Position identification records:

━━━━━━━━━━━━━━━━━━━━

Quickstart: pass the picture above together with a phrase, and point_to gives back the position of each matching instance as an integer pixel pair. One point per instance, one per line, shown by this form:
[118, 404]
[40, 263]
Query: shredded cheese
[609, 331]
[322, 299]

━━━━━━━━━━━━━━━━━━━━

Output every line of the items above verbatim, with no changes.

EXPECTED OUTPUT:
Quickstart: pass the picture above together with a phrase, and point_to gives back the position of each matching instance as an integer pixel pair. One point per instance, one per line, shown by this form:
[118, 404]
[40, 263]
Query: shredded cheese
[609, 331]
[322, 299]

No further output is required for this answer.